** Begin Records supplied **

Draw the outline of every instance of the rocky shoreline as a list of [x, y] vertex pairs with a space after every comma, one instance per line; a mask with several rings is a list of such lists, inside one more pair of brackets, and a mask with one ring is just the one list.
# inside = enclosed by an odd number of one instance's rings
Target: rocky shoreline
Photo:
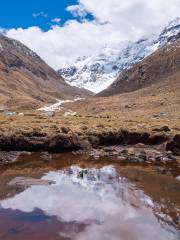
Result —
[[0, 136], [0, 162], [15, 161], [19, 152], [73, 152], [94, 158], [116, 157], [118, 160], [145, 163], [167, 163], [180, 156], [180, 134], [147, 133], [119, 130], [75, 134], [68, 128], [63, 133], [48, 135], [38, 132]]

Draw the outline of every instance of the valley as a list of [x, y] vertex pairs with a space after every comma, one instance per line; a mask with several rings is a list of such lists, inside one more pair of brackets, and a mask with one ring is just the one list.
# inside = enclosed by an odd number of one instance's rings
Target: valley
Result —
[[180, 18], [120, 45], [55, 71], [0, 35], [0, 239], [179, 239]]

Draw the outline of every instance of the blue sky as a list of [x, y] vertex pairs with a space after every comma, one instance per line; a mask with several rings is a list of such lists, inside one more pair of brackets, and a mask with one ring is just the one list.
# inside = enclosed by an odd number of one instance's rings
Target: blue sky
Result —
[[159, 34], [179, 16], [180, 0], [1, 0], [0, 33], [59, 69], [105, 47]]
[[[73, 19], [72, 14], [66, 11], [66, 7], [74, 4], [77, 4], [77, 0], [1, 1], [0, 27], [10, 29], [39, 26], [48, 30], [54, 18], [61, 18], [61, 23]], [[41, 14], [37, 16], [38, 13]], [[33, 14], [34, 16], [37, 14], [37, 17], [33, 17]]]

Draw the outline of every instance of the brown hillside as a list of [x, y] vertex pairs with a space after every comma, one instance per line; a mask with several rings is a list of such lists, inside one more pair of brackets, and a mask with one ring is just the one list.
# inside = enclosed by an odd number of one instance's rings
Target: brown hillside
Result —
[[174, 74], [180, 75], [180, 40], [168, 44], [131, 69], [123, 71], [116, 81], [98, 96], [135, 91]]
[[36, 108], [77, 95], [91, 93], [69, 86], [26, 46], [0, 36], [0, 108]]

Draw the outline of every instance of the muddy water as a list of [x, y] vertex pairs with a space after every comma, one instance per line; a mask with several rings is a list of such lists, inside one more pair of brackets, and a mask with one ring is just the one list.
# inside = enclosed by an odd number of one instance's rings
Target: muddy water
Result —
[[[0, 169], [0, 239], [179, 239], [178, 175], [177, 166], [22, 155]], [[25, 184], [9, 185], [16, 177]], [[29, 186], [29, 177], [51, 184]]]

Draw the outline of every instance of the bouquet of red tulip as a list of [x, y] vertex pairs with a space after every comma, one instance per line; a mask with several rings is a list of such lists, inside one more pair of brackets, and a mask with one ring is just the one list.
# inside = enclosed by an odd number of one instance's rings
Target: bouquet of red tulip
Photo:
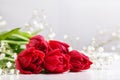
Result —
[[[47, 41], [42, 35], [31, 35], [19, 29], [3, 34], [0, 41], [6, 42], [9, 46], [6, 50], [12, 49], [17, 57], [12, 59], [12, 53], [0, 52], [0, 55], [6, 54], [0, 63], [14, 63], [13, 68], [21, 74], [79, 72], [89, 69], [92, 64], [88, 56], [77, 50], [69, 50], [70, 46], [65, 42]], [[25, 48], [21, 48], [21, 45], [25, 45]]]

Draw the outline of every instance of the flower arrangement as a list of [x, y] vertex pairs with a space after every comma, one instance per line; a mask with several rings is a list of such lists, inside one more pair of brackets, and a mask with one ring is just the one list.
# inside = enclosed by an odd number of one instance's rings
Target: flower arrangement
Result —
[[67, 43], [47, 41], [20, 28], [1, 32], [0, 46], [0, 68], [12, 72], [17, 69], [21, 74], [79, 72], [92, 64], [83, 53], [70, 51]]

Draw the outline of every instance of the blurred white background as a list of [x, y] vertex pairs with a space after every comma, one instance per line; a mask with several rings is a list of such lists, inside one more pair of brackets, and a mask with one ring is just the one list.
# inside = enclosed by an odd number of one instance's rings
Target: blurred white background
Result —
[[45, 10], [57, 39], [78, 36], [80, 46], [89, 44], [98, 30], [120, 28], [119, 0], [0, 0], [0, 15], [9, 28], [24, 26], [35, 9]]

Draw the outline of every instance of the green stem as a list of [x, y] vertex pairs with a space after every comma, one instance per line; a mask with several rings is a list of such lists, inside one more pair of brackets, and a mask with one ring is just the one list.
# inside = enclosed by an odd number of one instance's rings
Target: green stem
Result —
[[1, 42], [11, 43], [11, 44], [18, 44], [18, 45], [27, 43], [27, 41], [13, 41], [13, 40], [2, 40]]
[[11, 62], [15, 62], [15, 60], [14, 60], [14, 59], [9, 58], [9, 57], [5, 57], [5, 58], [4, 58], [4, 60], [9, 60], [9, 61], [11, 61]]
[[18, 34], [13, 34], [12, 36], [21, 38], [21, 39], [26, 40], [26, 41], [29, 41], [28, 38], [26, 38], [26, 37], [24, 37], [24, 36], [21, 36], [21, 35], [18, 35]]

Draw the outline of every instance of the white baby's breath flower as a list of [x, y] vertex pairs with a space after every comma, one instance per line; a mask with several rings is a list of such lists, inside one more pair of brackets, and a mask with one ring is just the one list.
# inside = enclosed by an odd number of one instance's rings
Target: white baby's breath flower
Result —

** End Records supplied **

**Task prompt**
Return every line of the records above that contains the word "brown".

**Exercise output**
Draw the outline of every instance of the brown hillside as a list of [x, y] vertex pairs with a space after every comma, one instance per line; a mask with several rings is a list of such lists, inside one more pair of brackets, and a mask with one ring is just the one list.
Target: brown hillside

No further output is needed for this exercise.